=== Begin Enclosure ===
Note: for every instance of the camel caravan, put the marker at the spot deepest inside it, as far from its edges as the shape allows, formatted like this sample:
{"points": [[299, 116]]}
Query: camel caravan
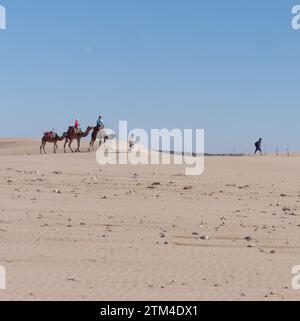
{"points": [[75, 133]]}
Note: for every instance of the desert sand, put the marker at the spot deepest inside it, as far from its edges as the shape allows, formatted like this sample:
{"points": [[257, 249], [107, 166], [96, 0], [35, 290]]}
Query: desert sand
{"points": [[73, 230]]}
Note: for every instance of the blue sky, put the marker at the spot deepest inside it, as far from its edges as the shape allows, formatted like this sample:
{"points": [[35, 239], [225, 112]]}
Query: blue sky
{"points": [[230, 67]]}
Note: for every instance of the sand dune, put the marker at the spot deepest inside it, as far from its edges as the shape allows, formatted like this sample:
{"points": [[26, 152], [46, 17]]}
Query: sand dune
{"points": [[71, 229]]}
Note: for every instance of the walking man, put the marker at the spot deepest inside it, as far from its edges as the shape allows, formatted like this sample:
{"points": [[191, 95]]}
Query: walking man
{"points": [[258, 147]]}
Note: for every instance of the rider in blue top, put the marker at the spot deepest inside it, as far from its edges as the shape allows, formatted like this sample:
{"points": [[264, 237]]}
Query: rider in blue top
{"points": [[100, 122]]}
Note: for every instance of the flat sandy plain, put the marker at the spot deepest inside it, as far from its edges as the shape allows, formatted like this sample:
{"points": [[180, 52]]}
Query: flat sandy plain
{"points": [[73, 230]]}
=== End Enclosure ===
◆ **Task statement**
The output should consist of every entry above, printed exactly, with the images removed.

◆ **Task result**
Note: for every instance of the camel caravan, put the marker at the spot deepest inside it, as far from its edges as the shape allows, formatted like this sample:
{"points": [[299, 116]]}
Query: camel caravan
{"points": [[75, 133]]}
Note: for every instance of the desert sand, put the marker at the spot deepest inside it, as far from its edges as the shape allows, formatted like this sample:
{"points": [[257, 249], [107, 166], [96, 0], [35, 290]]}
Query: desert sand
{"points": [[73, 230]]}
Note: for every instance of the blue sky, put the marker at the spot deepest inside it, as far from its edges as the shape allows, formatted like this sample:
{"points": [[35, 239], [225, 112]]}
Query: blue sky
{"points": [[230, 67]]}
Note: for every instance of the sand dune, put the marker at the spot deepest inside it, as far from its edges as the shape allows, formatted like this sample:
{"points": [[26, 152], [46, 17]]}
Query: sand dune
{"points": [[71, 229]]}
Note: for every instance of the walking man, put the marker at the spot deepest inside it, as far from its edges as the shape allows, formatted like this sample:
{"points": [[191, 95]]}
Query: walking man
{"points": [[258, 147]]}
Note: for every instance of the rider in blue top, put the marker at the spot deepest inside it, as far from its edges as the shape allows, formatted like this sample:
{"points": [[264, 237]]}
Query: rider in blue top
{"points": [[100, 122]]}
Note: for every instance of the flat sandy plain, put the marker at the spot deepest inside it, as far from its edges as the shape allows, formatted like this sample:
{"points": [[180, 52]]}
Query: flat sandy plain
{"points": [[73, 230]]}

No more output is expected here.